*Trecho*.
<<<<
Alexandre Casagrande fez carreira no audiovisual, entre direção e roteiro. O desenho e a escrita foram práticas naturais, mas a linguagem cinematográfica foi a primeira matriz criativa de trabalhos exibidos. Primeiro curtas-metragem, depois videoartes. Em 2009 fez seu primeiro grafite, em 2012 foi selecionado para a Mostra Arte Urbana no MIS-SP - Projeto Keep Walking. no ano seguinte colocou nas ruas de SP o projeto "Teatro das Coisas Naturais e Fantasiosas do Brasil", que reuniu grafites, 10 lambes, textos e uma escultura de 5 metros. Já expôs em galerias e museus como: MIS-SP, Casa da Lapa, Galeria Vermelho e GallerySPT - Madrid. Sua produção tem um viço político irremediável, que transita entre pintura, gravura e obras tridimensionais.
“Me interessa encontrar a síntese e a beleza do combate doméstico e das guerras de fora ”.
“Me interessa encontrar a síntese e a beleza do combate doméstico e das guerras de fora ”.

Alexandre Casagrande é paulista, o viço político é basilar em suas obras. O audiovisual é a primeira matriz criativa, mas atua fluente entre pintura, arte urbana e literatura. Já expôs em galerias e museus como o MIS-SP, a Galeria Vermelho e a GallerySPT- Madrid. Os mais recentes trabalhos articulam linguagens e campos de luta. “Me interessa encontrar a síntese e a beleza desses combates”.

De que maneira começou sua jornada no mundo da arte?
>>>>
Registros armazenados:
<<<<
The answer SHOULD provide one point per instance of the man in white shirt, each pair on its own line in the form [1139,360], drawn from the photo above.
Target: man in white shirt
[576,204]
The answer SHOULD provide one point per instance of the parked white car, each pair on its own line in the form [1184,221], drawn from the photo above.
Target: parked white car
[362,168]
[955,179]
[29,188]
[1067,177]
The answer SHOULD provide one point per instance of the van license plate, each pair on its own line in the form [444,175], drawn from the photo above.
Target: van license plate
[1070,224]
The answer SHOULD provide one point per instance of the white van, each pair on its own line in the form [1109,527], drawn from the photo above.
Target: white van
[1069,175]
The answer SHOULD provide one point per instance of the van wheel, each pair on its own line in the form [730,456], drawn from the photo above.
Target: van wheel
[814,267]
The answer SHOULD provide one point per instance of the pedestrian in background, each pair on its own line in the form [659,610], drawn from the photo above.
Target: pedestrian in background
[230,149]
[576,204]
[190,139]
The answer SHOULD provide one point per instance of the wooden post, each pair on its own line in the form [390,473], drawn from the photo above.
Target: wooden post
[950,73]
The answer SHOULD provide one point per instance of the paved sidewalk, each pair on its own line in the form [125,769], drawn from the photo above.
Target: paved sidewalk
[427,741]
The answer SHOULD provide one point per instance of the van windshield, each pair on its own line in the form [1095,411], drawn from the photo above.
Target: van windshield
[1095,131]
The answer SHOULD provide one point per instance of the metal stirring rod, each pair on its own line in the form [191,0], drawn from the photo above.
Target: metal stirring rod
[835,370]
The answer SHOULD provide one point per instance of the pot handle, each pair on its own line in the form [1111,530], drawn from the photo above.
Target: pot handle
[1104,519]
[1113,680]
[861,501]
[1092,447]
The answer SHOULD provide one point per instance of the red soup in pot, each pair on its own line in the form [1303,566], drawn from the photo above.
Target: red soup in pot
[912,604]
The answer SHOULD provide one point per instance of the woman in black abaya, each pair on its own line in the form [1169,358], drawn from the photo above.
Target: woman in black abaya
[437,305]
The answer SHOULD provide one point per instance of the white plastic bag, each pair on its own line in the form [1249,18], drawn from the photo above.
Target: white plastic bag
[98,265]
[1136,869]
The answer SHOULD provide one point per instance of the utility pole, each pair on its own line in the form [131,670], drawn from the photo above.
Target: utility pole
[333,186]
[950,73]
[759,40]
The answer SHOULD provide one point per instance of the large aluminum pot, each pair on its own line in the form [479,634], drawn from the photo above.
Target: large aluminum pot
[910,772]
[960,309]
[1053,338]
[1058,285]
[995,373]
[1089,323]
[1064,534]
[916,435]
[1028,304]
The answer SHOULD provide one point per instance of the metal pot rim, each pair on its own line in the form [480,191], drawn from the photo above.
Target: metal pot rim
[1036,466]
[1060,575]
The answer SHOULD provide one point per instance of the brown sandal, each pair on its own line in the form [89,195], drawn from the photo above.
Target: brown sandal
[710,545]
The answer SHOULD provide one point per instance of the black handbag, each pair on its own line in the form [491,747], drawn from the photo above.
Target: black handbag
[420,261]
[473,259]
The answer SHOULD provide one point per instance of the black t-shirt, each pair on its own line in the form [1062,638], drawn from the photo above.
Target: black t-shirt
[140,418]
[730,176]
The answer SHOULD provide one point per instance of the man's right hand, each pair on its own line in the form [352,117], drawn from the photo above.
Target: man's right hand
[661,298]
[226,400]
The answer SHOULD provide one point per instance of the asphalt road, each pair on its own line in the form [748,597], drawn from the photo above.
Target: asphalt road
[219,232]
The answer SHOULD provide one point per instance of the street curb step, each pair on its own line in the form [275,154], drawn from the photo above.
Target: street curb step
>>>>
<<<<
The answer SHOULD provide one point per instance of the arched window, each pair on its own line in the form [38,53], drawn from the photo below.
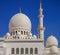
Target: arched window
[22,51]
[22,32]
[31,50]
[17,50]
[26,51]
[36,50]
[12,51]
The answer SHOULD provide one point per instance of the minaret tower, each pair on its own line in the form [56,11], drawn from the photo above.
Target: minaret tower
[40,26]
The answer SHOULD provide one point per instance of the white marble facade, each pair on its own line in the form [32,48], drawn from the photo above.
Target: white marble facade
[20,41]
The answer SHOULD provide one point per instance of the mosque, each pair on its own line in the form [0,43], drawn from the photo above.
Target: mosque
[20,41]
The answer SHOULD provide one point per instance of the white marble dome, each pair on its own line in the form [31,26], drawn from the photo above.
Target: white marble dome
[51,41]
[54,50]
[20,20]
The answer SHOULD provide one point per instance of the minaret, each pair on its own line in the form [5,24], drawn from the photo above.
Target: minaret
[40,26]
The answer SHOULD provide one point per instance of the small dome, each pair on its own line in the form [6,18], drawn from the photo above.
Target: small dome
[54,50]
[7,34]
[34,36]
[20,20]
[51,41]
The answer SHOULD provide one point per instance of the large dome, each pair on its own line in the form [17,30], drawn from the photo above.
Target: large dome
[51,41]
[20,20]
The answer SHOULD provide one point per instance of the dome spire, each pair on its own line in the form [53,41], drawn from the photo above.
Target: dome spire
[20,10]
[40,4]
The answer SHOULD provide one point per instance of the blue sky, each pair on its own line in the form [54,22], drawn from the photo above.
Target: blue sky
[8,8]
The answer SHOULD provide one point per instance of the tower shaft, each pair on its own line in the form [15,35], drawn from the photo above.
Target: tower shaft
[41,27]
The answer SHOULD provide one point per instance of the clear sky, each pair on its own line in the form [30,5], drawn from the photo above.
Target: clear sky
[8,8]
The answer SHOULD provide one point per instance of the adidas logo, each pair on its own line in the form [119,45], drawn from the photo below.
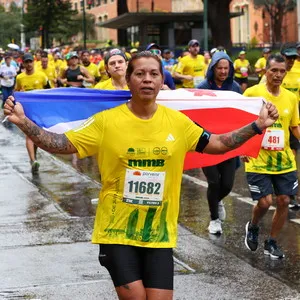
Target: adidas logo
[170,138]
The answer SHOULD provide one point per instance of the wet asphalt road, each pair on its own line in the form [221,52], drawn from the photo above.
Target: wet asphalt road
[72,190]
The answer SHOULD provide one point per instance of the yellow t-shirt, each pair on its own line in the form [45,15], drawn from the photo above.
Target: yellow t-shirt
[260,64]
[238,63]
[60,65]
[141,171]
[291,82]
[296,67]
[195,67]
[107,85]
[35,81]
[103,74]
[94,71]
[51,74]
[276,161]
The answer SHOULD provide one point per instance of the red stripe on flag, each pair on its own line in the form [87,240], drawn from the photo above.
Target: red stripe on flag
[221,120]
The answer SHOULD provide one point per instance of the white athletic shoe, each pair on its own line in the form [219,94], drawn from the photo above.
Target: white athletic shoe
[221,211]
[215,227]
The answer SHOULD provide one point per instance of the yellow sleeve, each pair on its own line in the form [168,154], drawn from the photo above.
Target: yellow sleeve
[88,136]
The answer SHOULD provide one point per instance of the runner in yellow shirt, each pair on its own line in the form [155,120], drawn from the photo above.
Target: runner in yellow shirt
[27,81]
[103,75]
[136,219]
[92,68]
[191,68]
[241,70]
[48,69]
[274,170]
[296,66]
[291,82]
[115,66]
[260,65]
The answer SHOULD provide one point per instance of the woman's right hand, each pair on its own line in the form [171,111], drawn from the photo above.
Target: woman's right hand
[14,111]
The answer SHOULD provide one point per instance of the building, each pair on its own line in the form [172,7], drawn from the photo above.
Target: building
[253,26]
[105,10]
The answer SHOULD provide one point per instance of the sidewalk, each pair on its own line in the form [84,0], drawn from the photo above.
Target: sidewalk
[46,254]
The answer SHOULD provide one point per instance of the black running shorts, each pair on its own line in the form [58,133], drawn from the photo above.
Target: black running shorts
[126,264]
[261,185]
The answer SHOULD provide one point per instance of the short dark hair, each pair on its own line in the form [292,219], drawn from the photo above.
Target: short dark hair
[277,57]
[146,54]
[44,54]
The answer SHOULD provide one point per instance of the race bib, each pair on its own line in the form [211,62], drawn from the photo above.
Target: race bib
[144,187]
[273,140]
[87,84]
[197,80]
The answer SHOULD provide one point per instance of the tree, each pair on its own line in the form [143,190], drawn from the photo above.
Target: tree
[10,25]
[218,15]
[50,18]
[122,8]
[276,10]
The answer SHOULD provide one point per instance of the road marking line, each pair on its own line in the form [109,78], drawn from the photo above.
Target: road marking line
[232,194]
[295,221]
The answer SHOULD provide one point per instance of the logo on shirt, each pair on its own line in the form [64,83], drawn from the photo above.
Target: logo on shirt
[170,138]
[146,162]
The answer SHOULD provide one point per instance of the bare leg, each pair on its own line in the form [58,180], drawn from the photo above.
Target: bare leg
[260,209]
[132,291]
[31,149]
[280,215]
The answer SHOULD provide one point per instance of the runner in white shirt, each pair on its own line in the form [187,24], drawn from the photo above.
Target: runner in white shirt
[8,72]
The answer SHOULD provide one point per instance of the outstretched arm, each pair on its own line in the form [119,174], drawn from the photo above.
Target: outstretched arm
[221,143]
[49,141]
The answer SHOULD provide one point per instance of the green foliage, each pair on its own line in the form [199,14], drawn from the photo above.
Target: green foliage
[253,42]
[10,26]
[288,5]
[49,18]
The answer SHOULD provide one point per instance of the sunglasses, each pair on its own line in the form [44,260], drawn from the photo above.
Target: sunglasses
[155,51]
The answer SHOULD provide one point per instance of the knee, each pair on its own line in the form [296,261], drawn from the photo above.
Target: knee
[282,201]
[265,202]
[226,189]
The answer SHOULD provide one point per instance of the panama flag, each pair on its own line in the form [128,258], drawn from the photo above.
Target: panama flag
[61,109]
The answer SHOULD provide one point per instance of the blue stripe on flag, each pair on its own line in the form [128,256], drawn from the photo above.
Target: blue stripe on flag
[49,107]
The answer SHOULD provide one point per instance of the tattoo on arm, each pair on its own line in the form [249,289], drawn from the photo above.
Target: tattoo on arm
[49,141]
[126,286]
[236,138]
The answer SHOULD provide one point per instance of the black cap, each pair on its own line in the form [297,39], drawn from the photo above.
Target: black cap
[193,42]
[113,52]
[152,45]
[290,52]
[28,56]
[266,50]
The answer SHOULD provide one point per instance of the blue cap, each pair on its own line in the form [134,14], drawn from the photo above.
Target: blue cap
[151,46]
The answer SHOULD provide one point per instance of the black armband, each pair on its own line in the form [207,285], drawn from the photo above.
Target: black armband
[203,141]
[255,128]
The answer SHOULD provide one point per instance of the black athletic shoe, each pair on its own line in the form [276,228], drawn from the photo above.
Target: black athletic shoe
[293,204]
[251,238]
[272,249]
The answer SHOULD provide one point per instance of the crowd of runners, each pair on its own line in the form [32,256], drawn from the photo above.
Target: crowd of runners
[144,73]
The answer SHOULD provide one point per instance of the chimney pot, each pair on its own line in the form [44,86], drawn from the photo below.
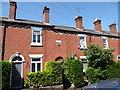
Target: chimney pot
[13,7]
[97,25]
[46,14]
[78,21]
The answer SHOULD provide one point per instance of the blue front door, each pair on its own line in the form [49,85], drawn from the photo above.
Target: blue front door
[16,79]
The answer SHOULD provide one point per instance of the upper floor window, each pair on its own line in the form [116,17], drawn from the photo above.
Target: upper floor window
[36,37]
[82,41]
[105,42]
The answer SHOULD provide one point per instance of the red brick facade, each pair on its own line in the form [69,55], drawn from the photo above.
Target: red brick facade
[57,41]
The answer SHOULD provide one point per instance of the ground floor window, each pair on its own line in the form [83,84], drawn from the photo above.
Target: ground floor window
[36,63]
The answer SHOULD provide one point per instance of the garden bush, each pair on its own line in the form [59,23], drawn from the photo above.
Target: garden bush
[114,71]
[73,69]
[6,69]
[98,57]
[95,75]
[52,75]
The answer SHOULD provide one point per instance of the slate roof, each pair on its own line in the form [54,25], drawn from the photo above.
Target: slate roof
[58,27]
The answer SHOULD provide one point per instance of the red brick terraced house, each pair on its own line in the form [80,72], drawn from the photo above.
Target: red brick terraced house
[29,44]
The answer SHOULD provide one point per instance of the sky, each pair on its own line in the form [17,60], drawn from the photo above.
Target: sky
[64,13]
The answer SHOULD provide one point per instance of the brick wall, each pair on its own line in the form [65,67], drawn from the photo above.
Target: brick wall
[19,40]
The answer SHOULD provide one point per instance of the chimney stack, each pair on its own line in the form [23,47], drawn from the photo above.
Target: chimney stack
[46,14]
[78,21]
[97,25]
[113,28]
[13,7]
>>>>
<<<<
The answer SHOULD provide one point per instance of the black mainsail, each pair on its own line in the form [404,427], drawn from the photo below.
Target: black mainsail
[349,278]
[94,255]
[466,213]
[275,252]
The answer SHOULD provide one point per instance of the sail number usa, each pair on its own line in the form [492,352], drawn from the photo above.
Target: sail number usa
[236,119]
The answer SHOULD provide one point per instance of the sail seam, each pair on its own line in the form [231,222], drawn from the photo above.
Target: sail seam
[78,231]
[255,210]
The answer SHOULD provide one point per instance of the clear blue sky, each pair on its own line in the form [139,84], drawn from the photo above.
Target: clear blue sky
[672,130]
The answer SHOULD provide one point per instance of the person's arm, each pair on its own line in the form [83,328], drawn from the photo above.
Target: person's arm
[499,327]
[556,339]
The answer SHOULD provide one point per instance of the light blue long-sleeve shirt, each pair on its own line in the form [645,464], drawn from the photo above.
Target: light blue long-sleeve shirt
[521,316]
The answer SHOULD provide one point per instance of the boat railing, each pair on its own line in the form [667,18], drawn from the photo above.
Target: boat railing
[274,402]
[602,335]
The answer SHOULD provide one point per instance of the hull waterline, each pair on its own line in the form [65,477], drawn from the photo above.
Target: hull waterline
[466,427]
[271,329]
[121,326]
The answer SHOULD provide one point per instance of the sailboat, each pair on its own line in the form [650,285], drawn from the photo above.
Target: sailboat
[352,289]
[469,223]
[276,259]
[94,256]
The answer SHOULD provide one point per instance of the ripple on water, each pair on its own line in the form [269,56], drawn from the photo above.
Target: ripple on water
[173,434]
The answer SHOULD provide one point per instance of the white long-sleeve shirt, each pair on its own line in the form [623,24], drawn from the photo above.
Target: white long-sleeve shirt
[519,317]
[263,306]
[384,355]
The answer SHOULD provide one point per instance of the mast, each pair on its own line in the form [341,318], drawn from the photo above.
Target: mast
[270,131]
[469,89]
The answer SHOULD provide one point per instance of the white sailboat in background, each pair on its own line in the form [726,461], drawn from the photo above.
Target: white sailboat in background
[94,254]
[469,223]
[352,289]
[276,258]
>>>>
*Exercício 1*. Extraia, sem nenhuma alteração, a parte do texto sobre Alexandre Casagrande que começa nas palavras "Alexandre Casagrande é" e termina depois de "mundo da arte?".
*Exercício 2*. Copie literalmente as linhas dos registros que começam na linha que contém "The answer SHOULD provide one point per instance of the street" e terminam depois da linha que contém "Target: street curb step", incluindo as duas.

*Resultado 1*.
Alexandre Casagrande é paulista, o viço político é basilar em suas obras. O audiovisual é a primeira matriz criativa, mas atua fluente entre pintura, arte urbana e literatura. Já expôs em galerias e museus como o MIS-SP, a Galeria Vermelho e a GallerySPT- Madrid. Os mais recentes trabalhos articulam linguagens e campos de luta. “Me interessa encontrar a síntese e a beleza desses combates”.

De que maneira começou sua jornada no mundo da arte?

*Resultado 2*.
The answer SHOULD provide one point per instance of the street curb step, each pair on its own line in the form [275,154], drawn from the photo above.
Target: street curb step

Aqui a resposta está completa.